Copy every record word for word.

Referring expression data
*****
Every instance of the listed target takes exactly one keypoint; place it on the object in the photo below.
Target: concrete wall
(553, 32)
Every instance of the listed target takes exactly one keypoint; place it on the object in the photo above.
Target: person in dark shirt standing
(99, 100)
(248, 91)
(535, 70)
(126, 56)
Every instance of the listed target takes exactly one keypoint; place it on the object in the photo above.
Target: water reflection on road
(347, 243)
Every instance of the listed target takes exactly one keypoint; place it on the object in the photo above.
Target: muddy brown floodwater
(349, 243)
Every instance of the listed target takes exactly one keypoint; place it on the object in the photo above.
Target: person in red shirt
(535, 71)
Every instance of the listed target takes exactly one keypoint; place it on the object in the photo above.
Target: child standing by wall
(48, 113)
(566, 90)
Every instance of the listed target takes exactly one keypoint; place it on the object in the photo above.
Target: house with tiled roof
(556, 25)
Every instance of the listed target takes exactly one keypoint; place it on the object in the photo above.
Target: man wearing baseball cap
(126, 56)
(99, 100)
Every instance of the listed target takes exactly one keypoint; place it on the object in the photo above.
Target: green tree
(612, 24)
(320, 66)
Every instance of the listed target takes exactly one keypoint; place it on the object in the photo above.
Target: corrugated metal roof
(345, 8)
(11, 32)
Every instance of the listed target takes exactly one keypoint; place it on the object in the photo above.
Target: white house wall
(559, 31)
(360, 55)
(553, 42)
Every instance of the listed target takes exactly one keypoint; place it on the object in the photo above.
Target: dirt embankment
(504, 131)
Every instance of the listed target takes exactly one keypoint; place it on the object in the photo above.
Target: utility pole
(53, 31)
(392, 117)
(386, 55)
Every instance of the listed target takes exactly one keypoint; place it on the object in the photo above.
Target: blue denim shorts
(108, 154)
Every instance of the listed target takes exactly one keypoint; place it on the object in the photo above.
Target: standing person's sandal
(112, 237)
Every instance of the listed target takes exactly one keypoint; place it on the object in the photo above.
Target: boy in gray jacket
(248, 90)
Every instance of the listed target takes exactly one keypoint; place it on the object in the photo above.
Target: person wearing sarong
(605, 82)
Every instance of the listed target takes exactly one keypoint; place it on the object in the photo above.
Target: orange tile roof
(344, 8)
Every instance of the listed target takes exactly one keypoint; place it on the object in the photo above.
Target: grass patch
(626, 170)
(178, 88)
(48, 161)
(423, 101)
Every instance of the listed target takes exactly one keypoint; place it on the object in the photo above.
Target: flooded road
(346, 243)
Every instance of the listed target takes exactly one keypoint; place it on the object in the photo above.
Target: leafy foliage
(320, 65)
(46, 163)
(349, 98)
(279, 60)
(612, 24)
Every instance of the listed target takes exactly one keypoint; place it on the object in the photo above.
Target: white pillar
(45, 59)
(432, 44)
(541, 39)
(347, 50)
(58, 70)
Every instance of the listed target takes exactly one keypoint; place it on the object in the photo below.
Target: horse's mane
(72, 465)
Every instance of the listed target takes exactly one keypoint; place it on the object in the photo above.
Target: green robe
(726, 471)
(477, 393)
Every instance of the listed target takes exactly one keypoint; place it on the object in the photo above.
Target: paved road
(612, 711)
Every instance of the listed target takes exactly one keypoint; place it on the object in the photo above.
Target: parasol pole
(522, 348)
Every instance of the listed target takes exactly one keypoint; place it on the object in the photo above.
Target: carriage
*****
### Written response
Every instance of the listed target takes exactly one keypoint; place it on the object in the photo below.
Target: concrete wall
(553, 32)
Every instance of the listed target takes exactly one keypoint; place it on the object in the photo above.
Target: person in dark shirt standing
(99, 100)
(248, 91)
(535, 70)
(126, 56)
Every instance of the listed target takes exactly one keypoint; place it on the object in the photo above.
Target: water reflection on road
(347, 243)
Every instance of the listed target takes exactly one keypoint; place it on the object in the photo above.
Target: muddy brown floodwater
(349, 243)
Every instance of the listed target takes exactly one keypoint; place it on the object in the photo above.
Target: person in red shirt
(535, 71)
Every instance of the listed target takes exactly one keypoint; place it on the object in the photo above.
Target: child standing by wall
(48, 113)
(566, 90)
Every instance of the listed target takes exactly one keypoint; place it on the object in the photo above.
Target: house with tiled roof
(556, 25)
Every instance of the listed target takes exactly one keypoint; place it on the object in the photo above.
Target: man wearing baseball cap
(126, 56)
(99, 100)
Every instance of the listed target takes exactly one keypoint; place it on the object in the photo above.
Target: green tree
(612, 24)
(320, 66)
Every instance of the listed target takes exactly one keypoint; place it on the object in the photo above.
Target: corrugated metal roof
(345, 8)
(11, 32)
Every instance of the listed target takes exactly one keypoint; place it on the object in the photo above.
Target: white house wall
(559, 31)
(360, 55)
(553, 42)
Every instance of the listed target takes exactly one keypoint; place it on the object in the photo above.
Target: dirt embankment
(504, 131)
Every instance of the listed target takes exactly one keypoint; place it on the object in the photo above.
Target: utility pole
(53, 31)
(392, 117)
(386, 55)
Every instance of the listed target takes exactly one keypoint; place it on the object in the photo above.
Target: blue denim shorts
(108, 154)
Every instance of the listed target takes exactly one keypoint; place it on the object in the photo above.
Target: standing person's sandal
(112, 237)
Every instance of the listed target takes exactly one keypoint; place it on the object in the photo above.
Target: boy in gray jacket
(248, 90)
Every instance of the listed target takes exactly one keypoint; place it on the object in the photo above.
Target: person wearing sarong
(605, 82)
Every instance of the listed target takes exactly one keypoint; place it on the object in the photo above.
Target: orange tile roof
(344, 8)
Every instance of the listed target takes exactly one keypoint; place it on the object in the photo above.
Target: grass patch
(626, 170)
(178, 88)
(48, 161)
(423, 101)
Every instance of the listed target takes exactly one keypoint; place it on the object in the photo above.
Target: flooded road
(346, 243)
Every instance of the listed target takes exactly one keypoint; place it on the object in the photo above.
Target: leafy foliage
(320, 65)
(46, 163)
(349, 98)
(279, 60)
(612, 24)
Every instance of the listed target takes exactly one keypoint; place it on the object in the photo above.
Target: white pillar
(45, 59)
(432, 44)
(541, 39)
(347, 50)
(58, 70)
Every instance of the listed target takes exactly one keypoint; place it on the object in the photo below.
Target: horse's mane
(72, 465)
Every instance of the listed target takes exactly one keypoint; place it on the object in the photo above.
Target: green robe
(726, 471)
(477, 393)
Every instance of the listed target takes exactly one keypoint; place it on the object in the photo above.
Target: paved road
(612, 711)
Every instance of the listed target takes exactly one keypoint; place it on the object in the photo above.
Target: parasol pole
(522, 348)
Every instance of the listed target takes exactly one keypoint; place it on the object in the photo above.
Target: carriage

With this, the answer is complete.